### EXERCISE REQUIREMENTS
Output every record word for word, minus the pictures.

*** THE DATA ***

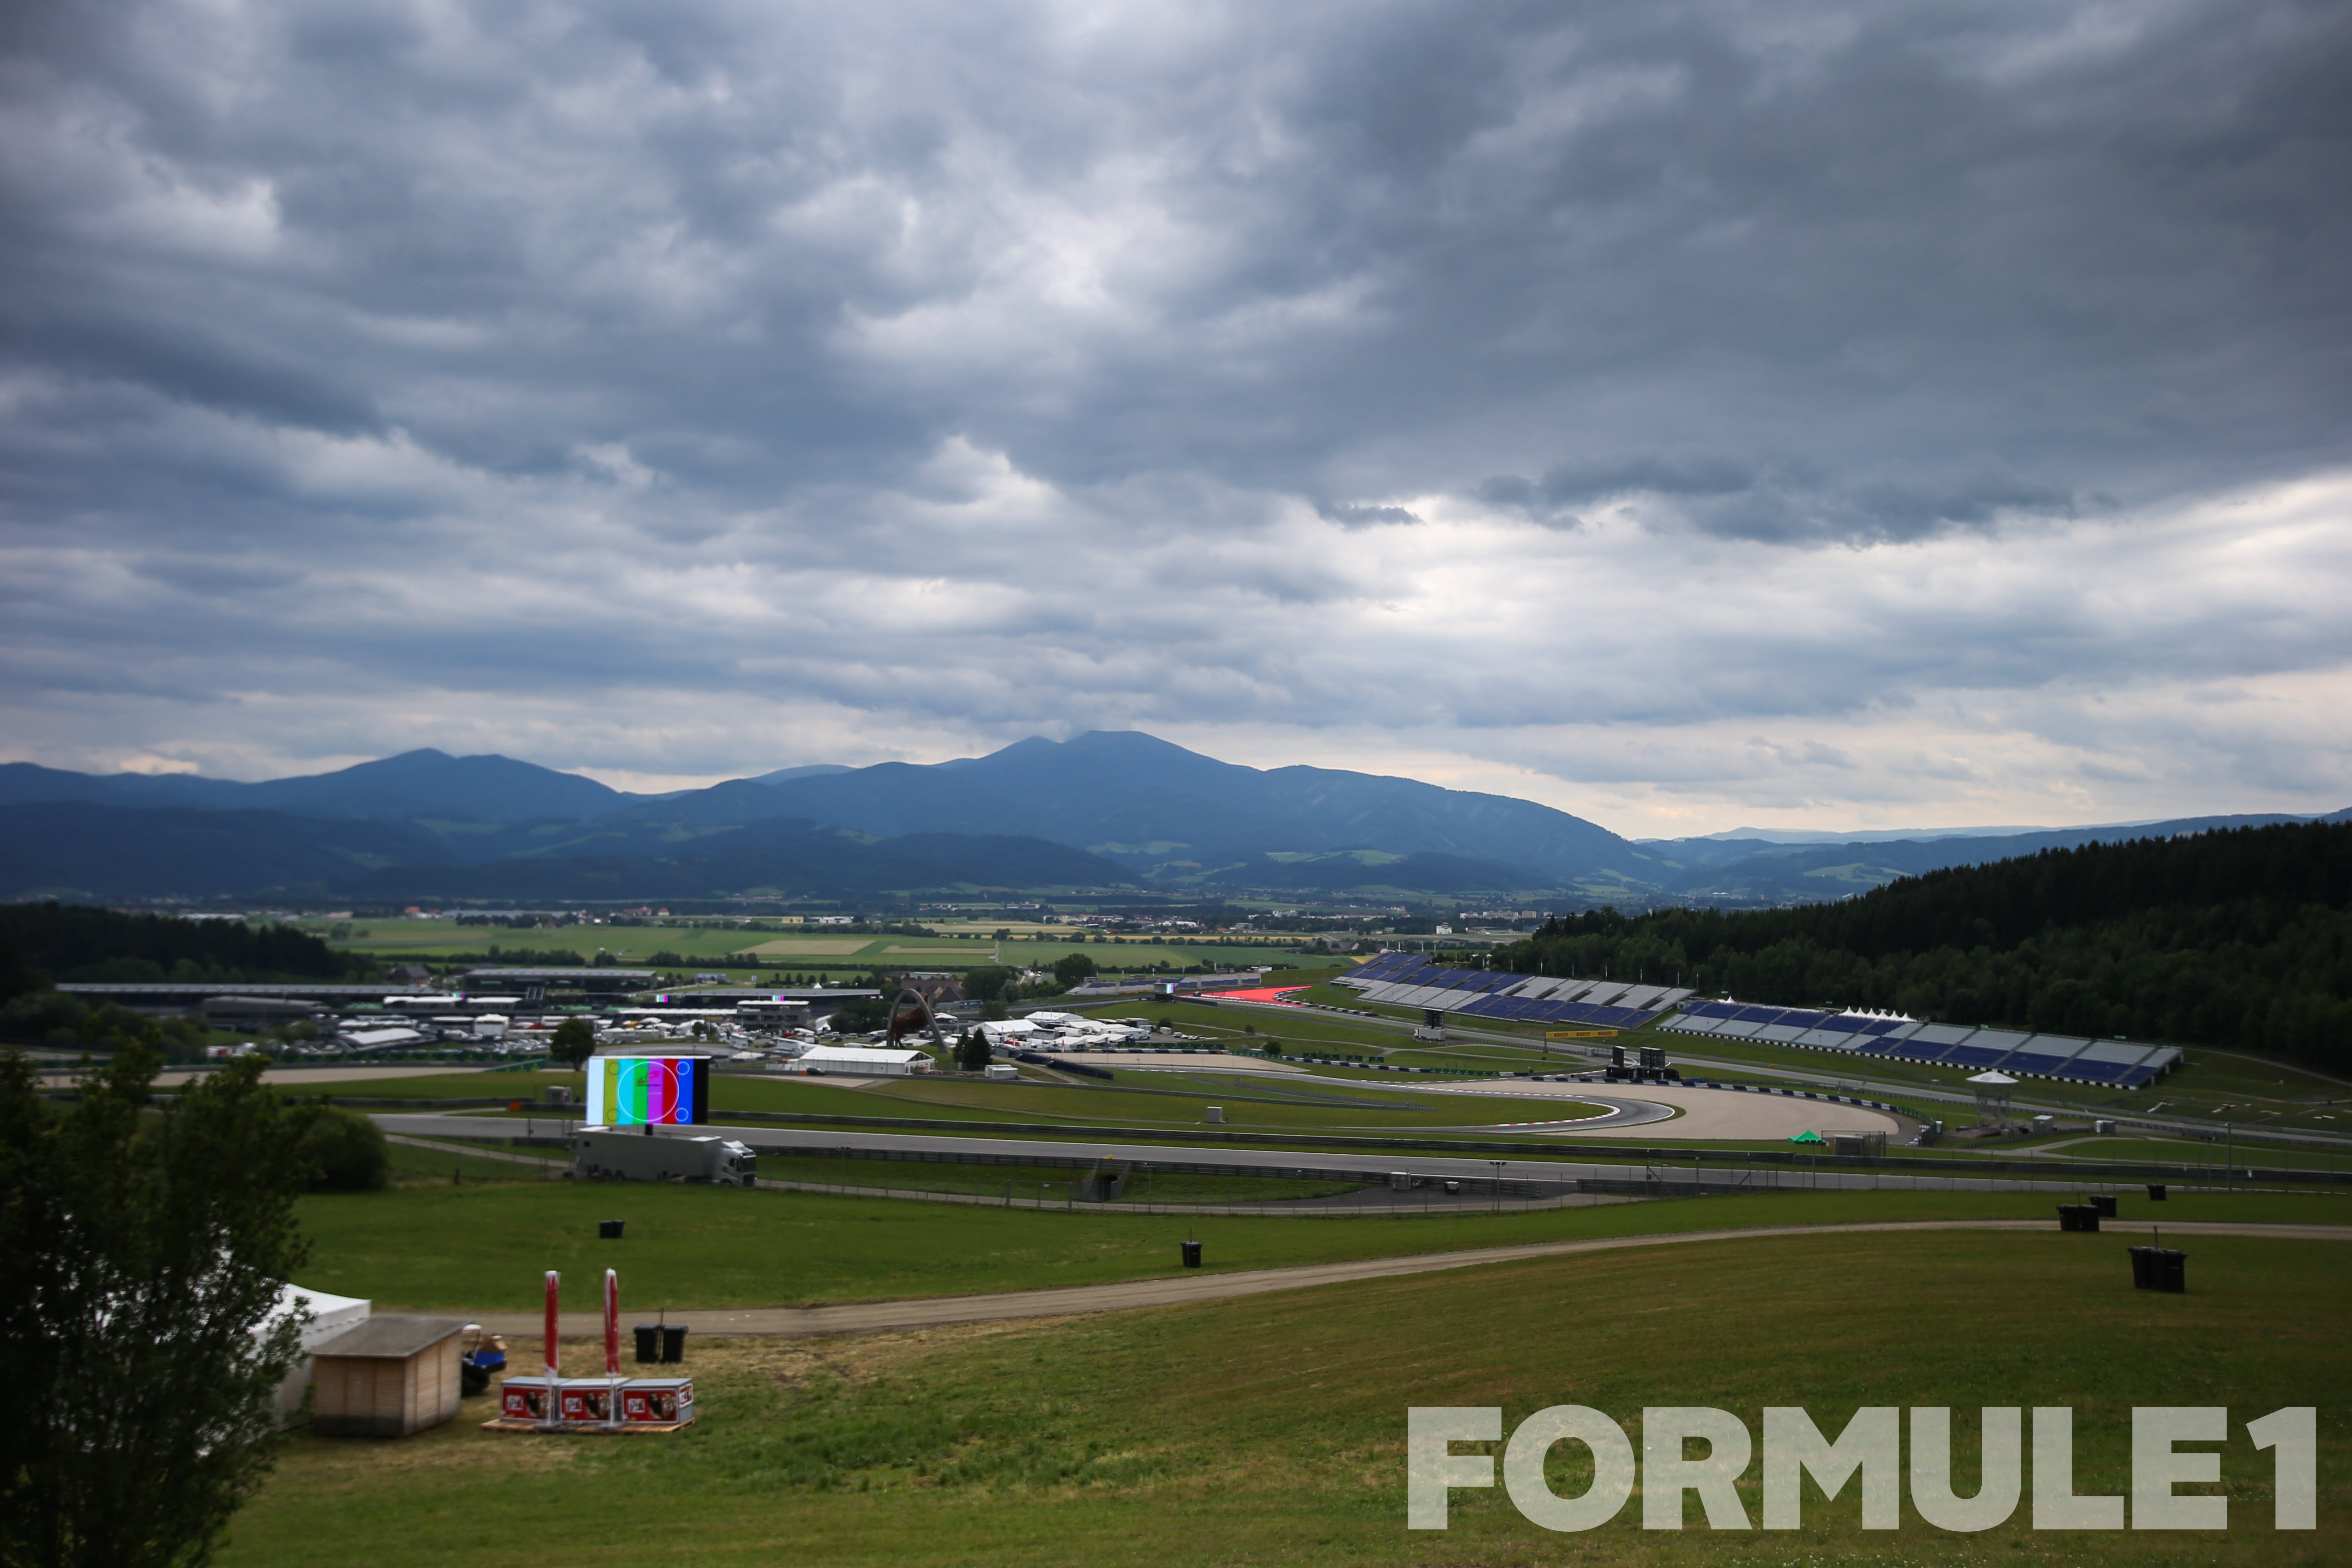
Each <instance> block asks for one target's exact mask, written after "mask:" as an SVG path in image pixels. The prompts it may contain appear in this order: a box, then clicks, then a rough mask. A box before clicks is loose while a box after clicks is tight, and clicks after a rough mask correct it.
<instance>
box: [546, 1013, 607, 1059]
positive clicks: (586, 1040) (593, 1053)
mask: <svg viewBox="0 0 2352 1568" xmlns="http://www.w3.org/2000/svg"><path fill="white" fill-rule="evenodd" d="M590 1056H595V1025H593V1023H588V1020H586V1018H564V1020H562V1023H560V1025H555V1034H553V1037H550V1039H548V1060H550V1063H562V1065H564V1067H569V1070H574V1072H579V1070H581V1067H586V1065H588V1058H590Z"/></svg>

***

### RESPONSE TO THIS EXERCISE
Each <instance> block asks for one target's exact mask, written after "mask:" as an SVG path in image pixels. The prompts it may contain appear in this order: a box, then clicks, then a rough mask. A box before clicks is loose while a box after clicks is tight, and clicks after a rough mask correct it.
<instance>
box: [546, 1013, 607, 1059]
positive clicks: (586, 1040) (593, 1053)
mask: <svg viewBox="0 0 2352 1568" xmlns="http://www.w3.org/2000/svg"><path fill="white" fill-rule="evenodd" d="M590 1056H595V1025H593V1023H588V1020H586V1018H564V1020H562V1023H560V1025H555V1034H553V1037H550V1039H548V1060H550V1063H562V1065H564V1067H569V1070H574V1072H579V1070H581V1067H586V1065H588V1058H590Z"/></svg>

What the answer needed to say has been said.